Records from a data collection
┄┄┄┄┄┄┄┄┄┄┄┄┄┄┄┄┄┄┄┄

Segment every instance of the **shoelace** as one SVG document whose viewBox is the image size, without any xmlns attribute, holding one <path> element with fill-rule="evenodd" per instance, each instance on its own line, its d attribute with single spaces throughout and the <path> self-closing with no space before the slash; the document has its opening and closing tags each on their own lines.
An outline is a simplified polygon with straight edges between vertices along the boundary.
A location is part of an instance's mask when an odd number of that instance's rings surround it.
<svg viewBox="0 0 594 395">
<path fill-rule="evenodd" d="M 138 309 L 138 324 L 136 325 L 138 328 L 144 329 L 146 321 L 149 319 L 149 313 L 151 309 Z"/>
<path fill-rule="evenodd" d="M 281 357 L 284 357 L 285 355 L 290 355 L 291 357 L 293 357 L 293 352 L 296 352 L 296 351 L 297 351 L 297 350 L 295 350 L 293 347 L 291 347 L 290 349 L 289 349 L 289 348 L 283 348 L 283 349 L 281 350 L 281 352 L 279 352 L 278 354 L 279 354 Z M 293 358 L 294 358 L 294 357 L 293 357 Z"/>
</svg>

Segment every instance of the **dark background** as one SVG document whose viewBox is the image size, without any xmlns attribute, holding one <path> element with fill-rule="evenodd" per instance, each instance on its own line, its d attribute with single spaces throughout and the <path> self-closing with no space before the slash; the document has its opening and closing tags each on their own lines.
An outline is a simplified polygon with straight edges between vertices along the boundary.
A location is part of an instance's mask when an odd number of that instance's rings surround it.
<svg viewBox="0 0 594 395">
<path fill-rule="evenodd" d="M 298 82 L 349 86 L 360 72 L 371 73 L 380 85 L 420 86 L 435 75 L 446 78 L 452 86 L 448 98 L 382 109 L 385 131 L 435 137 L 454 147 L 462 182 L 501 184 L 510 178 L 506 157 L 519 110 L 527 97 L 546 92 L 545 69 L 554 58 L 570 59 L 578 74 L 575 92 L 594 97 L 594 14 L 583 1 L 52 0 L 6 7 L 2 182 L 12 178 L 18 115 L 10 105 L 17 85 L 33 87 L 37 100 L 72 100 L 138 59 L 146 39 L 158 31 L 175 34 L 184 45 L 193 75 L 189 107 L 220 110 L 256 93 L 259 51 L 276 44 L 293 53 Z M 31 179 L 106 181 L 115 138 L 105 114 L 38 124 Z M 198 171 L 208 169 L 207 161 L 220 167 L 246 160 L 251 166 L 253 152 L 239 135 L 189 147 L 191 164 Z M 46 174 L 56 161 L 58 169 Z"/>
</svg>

┄┄┄┄┄┄┄┄┄┄┄┄┄┄┄┄┄┄┄┄

Assigned task: Down to the last line, retype the entries above exactly.

Your solution:
Segment every instance of the **shoelace** as one SVG document whose viewBox is the image size, without any xmlns attribute, holding one <path> element with fill-rule="evenodd" per instance, each instance on its own line, its d attribute with single spaces throughout and the <path> self-closing with no space before the slash; the document has its opening and closing tags each on their own lines.
An outline is a simplified polygon with straight edges between vertices along the boundary.
A location is part of an instance's mask when an odd number of that instance's rings surround it.
<svg viewBox="0 0 594 395">
<path fill-rule="evenodd" d="M 138 309 L 138 324 L 136 325 L 138 328 L 144 329 L 146 321 L 149 319 L 149 313 L 151 309 Z"/>
<path fill-rule="evenodd" d="M 281 357 L 284 357 L 285 355 L 290 355 L 291 357 L 293 357 L 293 352 L 296 352 L 296 351 L 297 351 L 297 350 L 295 350 L 293 347 L 291 347 L 290 349 L 289 349 L 289 348 L 283 348 L 283 349 L 281 350 L 281 352 L 279 352 L 278 354 L 279 354 Z M 293 358 L 294 358 L 294 357 L 293 357 Z"/>
</svg>

Segment every instance of the **dark background** as one SVG document whose viewBox is the image size, without any xmlns attribute, holding one <path> element with fill-rule="evenodd" per instance, each instance on its own line, its d attribute with single spaces throughout and the <path> self-closing with no space before the slash; the document has its opening and closing tags each on their own lines.
An outline is a simplified polygon with straight edges between vertices along the boundary.
A location is part of an instance's mask when an odd number of that instance's rings surround it.
<svg viewBox="0 0 594 395">
<path fill-rule="evenodd" d="M 298 82 L 349 86 L 360 72 L 371 73 L 380 85 L 420 86 L 435 75 L 446 78 L 452 86 L 448 98 L 382 109 L 385 131 L 435 137 L 454 147 L 462 182 L 501 184 L 510 178 L 506 157 L 519 110 L 527 97 L 546 92 L 545 69 L 554 58 L 570 59 L 578 74 L 575 92 L 594 97 L 594 14 L 583 1 L 52 0 L 6 7 L 2 182 L 12 178 L 18 115 L 10 105 L 17 85 L 33 87 L 37 100 L 72 100 L 138 59 L 146 39 L 158 31 L 175 34 L 184 45 L 193 75 L 189 107 L 220 110 L 256 93 L 259 51 L 276 44 L 293 53 Z M 31 179 L 106 181 L 115 138 L 105 114 L 38 124 Z M 198 171 L 208 169 L 207 161 L 220 167 L 246 160 L 251 166 L 253 152 L 239 135 L 189 147 L 191 164 Z M 46 174 L 56 161 L 58 169 Z"/>
</svg>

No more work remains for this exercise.